##### PAGE EXTRACT

Stanwood mayor’s home stands as tribute to parents

  • By Andrea Brown, Herald Writer
  • Wednesday, November 6, 2013 1:03pm
  • LifeStanwood

Who says you can’t go home again?

Dianne White did.

Forty years after she left Stanwood, she moved back to her hometown.

Not just to Stanwood, but to the site where she grew up.

When she looks out the kitchen window, she sees what her mom saw, and what she saw as a girl. The landscaping, too, dates to her childhood.

But the walls and floors have changed.

Rather than remodel the home built in 1951, White made the difficult decision to tear it down, foundation and all, and start over.

The old house had too many issues.

“It had asbestos everywhere, and water standing underneath it,” White said. “Finally it got to the point that Pearl Schaar, the architect, said, ‘What are you going to have when you’re done? It’s going to be a 60-year-old house that still has all these problems.’ “

Yet it was a last resort for White, 67, to demolish the home her parents, Harold “Doc” and Ethel Warsinske, built in a style influenced by architect Frank Lloyd Wright as a place to raise four children.

“It was real forward-thinking. It was the first all-electric house in Snohomish County,” White said. “It was very innovative for 1950 but, you know, it’s not 1950 anymore.”

##########
##### EXTRACTED DATA

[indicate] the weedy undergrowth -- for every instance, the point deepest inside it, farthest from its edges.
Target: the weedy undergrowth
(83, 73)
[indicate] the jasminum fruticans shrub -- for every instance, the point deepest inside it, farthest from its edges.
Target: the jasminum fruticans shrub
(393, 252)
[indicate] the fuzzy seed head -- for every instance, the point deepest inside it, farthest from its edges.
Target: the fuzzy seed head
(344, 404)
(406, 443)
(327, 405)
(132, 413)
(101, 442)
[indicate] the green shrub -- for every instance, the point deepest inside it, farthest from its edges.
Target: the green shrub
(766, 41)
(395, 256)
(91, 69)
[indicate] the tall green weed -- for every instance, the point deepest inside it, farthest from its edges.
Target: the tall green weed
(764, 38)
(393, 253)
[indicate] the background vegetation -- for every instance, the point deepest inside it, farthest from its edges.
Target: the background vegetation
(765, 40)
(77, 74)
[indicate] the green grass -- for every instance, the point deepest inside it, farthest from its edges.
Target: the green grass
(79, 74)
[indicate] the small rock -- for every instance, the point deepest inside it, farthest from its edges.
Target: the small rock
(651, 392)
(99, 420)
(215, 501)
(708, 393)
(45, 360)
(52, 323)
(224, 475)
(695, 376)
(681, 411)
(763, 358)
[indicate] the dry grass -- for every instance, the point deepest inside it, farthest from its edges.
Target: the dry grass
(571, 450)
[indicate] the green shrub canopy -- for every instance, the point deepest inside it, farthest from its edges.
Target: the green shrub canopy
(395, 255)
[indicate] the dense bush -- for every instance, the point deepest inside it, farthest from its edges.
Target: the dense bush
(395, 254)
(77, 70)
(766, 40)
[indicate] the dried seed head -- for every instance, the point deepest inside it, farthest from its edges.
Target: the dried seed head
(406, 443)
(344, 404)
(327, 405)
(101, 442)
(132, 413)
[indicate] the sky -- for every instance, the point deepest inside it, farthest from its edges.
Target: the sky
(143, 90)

##########

> **REQUIRED ACTIONS**:
A – Rewrite the mayor's home article from "Yet it was a" up to and including "raise four children.", replacing "demolish" with "raze".
B – Answer these questions about the mayor's home article:
(i) How many years after leaving Stanwood did Dianne White move back?
(ii) Who is the architect quoted by White?
(iii) How many children did her parents build the home to raise?
C – Please extend the article about the Stanwood mayor's home, picking up after its final sentence.
The records were drawn from a different source than the mayor's home article.

> **SOLVED TASKS**:
A –
Yet it was a last resort for White, 67, to raze the home her parents, Harold “Doc” and Ethel Warsinske, built in a style influenced by architect Frank Lloyd Wright as a place to raise four children.

B –
(i) Forty years.
(ii) Pearl Schaar.
(iii) Four.

C –
A new house was built on largely the same footprint on the seven-acre property. The layout was modified for many rooms.

The kitchen spot stayed put, though windows were expanded to include panoramic views of Stanwood, Port Susan, Camano Island, the Olympic Mountains, Skagit Bay and Whidbey Island.

White, a career pharmacist, doesn’t use the kitchen the way her homemaker mom did, but fond memories come swarming back.

“She had this little cookie spritz machine that made little green trees, and she put cream cheese in them so they were extra special good,” White said. “I have her press.”

The yard is the most precious family bond. Much of it was left intact.

“We saved most of the landscaping that was 50 and 60 years old,” White said. “When I was a little kid, we’d go get rocks on weekends and build rock walls. My dad mixed all the concrete in a wheelbarrow. There are rock walls all around the property.”

White married her husband, Kirby, on that lawn in 1967. Wearing the same wedding dress, their daughter, Emily, wed her husband on the property in 2005. The verdict is still out on the wedding details of their engaged son, Jesse.

The new house, completed in 2009, was built using local products and local muscle.

“A local architect, local contractor, local cement, local cement guy,” White said. “I’m the mayor. I felt like we needed to use local.”

White’s second term as mayor ends this year. She’s going to retire, despite the perks of running a city.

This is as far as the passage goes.